Istruzioni.
1. Per ciascuna affermazione indica se concorda con il testo sul mercato del lavoro USA, rispondendo sì o no e citando tra virgolette le parole del testo che lo stabiliscono. (a) Negli Stati Uniti la disoccupazione è al 3,4%. (b) Le piccole banche concedono la metà di tutti i prestiti dell'economia statunitense. (c) Per ogni disoccupato ci sono quasi due posti di lavoro liberi.
2. Prosegui il testo sul mercato del lavoro USA partendo dall'ultima frase riportata.

Testo scelto.
##########

I mercati del lavoro rimangono molto forti e il tasso di disoccupazione USA, pari al 3,4%, continua a stazionare vicino ai minimi da 50 anni. Con quasi due posti di lavoro vacanti per ogni lavoratore disoccupato, i datori di lavoro segnalano notevoli difficoltà nel coprire le posizioni disponibili, mantenendo una pressione al rialzo sulla crescita dei salari. La solidità dell'occupazione e la crescita dei salari sono stati i principali fattori di traino dei consumi.
 
Tuttavia, le recenti turbolenze nel settore bancario suggeriscono che la forza del mercato del lavoro sarà di breve durata. Le piccole banche rappresentano il 30% di tutti i prestiti dell'economia statunitense e con molta probabilità le banche in difficoltà (più o meno dichiarata) impiegheranno diversi trimestri per risanare i propri bilanci, il che implica un inasprimento degli standard di prestito sia per le imprese che per le famiglie. Riteniamo che questo porterà ad una maggiore perdita di posti di lavoro, un affievolimento della crescita dei salari, un indebolimento della spesa dei consumatori e, in ultima analisi, a una maggiore probabilità di recessione.

##########

Materiale fornito.
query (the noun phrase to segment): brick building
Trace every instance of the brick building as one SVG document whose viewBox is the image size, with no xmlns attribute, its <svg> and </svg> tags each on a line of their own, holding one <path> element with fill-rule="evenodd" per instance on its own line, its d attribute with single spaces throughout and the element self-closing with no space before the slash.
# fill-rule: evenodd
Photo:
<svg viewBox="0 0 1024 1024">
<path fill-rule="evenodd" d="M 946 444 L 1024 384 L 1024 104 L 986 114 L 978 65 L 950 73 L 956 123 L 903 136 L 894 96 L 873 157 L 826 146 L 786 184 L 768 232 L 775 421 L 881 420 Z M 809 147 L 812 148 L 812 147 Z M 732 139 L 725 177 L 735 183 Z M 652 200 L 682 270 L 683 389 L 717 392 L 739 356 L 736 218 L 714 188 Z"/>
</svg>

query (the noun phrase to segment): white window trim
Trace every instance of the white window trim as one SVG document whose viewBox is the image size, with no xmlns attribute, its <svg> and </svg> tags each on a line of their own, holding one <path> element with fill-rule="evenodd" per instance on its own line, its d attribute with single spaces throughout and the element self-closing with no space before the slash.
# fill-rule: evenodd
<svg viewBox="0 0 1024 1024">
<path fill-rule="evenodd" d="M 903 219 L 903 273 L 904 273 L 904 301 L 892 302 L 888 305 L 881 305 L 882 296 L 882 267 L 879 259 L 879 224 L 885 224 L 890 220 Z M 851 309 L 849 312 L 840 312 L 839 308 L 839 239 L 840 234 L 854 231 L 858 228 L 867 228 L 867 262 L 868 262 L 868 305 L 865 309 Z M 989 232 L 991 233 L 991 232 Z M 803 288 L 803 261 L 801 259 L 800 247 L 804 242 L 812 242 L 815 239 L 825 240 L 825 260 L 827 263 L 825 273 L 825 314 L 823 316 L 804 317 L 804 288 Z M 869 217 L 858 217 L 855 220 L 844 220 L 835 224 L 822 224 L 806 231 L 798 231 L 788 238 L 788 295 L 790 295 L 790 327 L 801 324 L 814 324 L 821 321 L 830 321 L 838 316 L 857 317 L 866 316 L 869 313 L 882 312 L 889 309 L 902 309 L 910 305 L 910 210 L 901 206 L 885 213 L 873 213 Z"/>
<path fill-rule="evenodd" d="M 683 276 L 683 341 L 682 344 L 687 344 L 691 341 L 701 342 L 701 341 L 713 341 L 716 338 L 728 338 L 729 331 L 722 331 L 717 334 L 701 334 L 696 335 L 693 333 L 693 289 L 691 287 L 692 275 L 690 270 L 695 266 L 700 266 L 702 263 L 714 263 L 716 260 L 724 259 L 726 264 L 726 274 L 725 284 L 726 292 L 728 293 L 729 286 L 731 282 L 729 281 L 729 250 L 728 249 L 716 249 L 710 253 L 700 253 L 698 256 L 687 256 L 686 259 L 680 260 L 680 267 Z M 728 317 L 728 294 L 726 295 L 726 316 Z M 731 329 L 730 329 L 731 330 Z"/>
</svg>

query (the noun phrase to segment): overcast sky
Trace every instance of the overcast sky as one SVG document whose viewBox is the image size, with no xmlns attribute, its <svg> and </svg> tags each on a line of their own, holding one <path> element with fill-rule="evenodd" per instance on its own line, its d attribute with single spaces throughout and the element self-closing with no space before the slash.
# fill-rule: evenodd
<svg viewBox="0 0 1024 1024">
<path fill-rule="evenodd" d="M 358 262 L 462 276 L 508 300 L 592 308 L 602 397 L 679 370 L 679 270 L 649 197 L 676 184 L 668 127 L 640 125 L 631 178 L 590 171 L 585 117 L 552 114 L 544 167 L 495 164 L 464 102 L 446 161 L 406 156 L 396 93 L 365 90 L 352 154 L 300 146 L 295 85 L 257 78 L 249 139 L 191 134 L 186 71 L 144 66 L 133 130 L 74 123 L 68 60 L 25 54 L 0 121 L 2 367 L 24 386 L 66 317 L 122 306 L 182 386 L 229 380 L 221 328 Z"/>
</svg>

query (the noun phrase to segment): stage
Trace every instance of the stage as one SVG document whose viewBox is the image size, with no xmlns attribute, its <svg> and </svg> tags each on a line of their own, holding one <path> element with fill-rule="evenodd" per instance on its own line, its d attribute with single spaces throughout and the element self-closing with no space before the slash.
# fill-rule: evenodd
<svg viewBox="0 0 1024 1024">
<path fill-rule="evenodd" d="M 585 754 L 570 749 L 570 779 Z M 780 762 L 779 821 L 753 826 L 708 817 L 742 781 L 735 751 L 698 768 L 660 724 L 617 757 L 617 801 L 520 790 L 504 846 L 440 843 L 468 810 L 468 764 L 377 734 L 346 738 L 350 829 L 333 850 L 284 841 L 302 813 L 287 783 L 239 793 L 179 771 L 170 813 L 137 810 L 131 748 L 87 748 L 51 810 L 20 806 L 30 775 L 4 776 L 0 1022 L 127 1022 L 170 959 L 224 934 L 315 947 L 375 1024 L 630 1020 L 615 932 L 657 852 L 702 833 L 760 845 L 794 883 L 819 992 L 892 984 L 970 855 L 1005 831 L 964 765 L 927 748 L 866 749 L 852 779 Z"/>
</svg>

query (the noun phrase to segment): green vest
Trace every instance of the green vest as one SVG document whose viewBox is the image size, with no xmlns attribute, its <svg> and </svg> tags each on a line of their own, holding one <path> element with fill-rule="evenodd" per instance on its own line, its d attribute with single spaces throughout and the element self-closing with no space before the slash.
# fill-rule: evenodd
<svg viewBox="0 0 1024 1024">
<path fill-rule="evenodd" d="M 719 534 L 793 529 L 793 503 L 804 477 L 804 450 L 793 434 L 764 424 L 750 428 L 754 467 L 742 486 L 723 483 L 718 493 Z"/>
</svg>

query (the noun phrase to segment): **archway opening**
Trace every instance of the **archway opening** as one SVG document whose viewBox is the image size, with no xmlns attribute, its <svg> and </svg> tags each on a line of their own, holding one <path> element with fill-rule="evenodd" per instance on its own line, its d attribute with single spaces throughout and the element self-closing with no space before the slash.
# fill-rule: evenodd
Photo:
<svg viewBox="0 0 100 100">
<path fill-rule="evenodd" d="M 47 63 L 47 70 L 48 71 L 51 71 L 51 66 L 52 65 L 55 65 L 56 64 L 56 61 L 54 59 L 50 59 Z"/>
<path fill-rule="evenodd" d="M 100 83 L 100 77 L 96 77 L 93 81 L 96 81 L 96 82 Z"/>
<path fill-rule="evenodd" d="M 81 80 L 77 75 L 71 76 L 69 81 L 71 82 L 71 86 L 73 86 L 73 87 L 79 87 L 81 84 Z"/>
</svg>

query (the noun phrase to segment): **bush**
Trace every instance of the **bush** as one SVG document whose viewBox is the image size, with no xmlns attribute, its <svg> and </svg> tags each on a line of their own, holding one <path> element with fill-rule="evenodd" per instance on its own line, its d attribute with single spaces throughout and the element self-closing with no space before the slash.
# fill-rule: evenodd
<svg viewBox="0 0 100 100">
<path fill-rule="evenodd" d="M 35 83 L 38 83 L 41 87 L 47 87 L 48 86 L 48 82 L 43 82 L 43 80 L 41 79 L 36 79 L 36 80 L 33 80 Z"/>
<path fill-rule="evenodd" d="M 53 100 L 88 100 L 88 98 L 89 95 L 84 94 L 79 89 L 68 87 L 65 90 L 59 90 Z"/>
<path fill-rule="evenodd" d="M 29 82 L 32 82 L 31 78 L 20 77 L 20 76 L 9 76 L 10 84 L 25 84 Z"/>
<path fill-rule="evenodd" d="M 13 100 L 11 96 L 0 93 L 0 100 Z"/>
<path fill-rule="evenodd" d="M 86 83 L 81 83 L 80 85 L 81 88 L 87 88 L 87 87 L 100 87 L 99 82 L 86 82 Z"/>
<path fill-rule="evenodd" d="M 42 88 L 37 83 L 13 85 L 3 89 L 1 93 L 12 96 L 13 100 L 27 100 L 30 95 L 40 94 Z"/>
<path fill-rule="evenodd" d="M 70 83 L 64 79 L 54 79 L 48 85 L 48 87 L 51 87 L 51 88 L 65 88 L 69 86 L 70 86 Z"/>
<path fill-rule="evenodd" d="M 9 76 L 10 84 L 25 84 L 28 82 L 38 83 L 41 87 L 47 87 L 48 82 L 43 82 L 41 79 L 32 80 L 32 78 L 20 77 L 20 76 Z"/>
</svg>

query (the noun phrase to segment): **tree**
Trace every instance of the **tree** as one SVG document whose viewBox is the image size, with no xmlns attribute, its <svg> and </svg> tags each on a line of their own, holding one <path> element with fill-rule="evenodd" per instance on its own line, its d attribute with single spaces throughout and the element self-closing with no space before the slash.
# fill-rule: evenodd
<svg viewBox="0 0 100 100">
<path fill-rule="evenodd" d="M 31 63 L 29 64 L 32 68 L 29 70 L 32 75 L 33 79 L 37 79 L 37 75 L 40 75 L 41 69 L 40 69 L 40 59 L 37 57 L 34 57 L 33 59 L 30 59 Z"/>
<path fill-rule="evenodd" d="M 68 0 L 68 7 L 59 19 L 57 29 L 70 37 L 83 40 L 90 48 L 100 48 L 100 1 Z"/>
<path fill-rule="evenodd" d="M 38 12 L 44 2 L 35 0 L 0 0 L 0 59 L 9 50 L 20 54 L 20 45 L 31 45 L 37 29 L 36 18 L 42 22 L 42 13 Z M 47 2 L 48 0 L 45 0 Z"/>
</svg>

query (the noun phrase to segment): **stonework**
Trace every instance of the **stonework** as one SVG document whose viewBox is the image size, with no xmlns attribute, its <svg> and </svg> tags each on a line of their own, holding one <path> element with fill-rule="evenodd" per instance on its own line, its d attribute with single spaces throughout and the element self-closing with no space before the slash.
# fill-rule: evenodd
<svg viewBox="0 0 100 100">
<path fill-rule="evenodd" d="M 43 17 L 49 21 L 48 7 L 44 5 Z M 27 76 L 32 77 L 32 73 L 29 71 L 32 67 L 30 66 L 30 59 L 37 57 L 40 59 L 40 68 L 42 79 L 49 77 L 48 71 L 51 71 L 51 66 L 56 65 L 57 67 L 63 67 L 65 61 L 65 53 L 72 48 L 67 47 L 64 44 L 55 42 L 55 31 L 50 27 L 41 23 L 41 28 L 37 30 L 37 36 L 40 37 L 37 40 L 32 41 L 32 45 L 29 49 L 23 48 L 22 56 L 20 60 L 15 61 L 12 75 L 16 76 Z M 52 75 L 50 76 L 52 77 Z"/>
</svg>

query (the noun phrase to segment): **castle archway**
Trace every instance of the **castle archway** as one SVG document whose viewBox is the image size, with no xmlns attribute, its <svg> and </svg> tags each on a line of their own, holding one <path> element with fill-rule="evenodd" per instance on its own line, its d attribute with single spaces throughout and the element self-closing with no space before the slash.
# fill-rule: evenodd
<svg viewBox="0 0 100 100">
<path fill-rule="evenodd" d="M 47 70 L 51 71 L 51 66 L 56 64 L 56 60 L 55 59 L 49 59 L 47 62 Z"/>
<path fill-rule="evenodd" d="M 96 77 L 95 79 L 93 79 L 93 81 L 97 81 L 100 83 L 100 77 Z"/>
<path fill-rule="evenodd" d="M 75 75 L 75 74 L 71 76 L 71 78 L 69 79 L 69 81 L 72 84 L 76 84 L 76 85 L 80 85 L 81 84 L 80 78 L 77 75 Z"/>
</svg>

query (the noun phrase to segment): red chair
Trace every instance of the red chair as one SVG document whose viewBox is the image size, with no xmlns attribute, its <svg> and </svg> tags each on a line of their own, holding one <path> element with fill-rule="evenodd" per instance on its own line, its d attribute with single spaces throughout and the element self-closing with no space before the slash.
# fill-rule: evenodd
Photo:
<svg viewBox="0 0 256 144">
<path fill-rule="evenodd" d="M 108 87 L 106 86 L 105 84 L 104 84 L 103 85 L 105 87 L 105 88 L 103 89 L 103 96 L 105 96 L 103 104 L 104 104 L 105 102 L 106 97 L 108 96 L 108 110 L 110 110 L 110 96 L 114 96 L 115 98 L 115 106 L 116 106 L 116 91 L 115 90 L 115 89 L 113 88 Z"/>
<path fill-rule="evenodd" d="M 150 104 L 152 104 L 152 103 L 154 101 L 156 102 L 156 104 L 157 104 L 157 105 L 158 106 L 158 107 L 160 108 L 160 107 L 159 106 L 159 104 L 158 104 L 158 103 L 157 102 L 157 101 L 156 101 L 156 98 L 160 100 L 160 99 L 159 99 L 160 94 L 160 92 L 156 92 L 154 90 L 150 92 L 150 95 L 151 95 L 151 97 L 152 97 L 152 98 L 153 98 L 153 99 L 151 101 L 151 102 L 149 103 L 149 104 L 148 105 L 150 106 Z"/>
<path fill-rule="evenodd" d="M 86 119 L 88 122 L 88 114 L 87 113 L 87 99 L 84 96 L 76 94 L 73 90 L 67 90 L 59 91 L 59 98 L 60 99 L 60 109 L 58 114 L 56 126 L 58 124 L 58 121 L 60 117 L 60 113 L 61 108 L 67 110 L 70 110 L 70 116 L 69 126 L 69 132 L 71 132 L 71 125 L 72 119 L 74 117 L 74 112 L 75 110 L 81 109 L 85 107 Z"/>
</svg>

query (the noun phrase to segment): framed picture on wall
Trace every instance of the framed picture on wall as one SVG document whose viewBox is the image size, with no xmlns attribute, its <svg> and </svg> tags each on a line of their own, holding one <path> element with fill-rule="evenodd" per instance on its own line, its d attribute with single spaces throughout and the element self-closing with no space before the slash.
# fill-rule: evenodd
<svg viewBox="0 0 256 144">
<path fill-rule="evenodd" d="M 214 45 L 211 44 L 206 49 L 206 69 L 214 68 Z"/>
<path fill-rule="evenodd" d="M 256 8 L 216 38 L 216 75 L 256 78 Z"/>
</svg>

##########

Esercizi svolti.
1.
(a) Sì: "il tasso di disoccupazione USA, pari al 3,4%".
(b) No: "Le piccole banche rappresentano il 30% di tutti i prestiti dell'economia statunitense".
(c) Sì: "Con quasi due posti di lavoro vacanti per ogni lavoratore disoccupato".

2.
Per quanto riguarda l’inflazione, è indubbio che sia in flessione. Ma la decelerazione è stata in gran parte determinata dall'esaurimento del picco dei prezzi dell'energia dello scorso anno. Tanto è vero che l'inflazione di fondo non solo rimane fastidiosamente alta ma continua pure a salire. Inutile girare intorno al problema: il dato generale sull'inflazione del 1Q23 e dei mesi successivi ci dice che la FED (ma anche la BCE) ha fatto meno progressi verso la disinflazione di quanto sperasse. Negli USA l'inflazione dovrebbe rallentare ulteriormente nel corso dell'anno, ma solo molto lentamente (è il problema del “last mile” che abbiamo più volte messo in luce).
 
L'inflazione dei servizi di base al netto delle abitazioni, su cui Powell ha richiamato l'attenzione, è strettamente correlata alla crescita dei salari. Per attenuare queste pressioni saranno quindi necessari un rallentamento dell'attività economica e un mercato del lavoro meno rigido.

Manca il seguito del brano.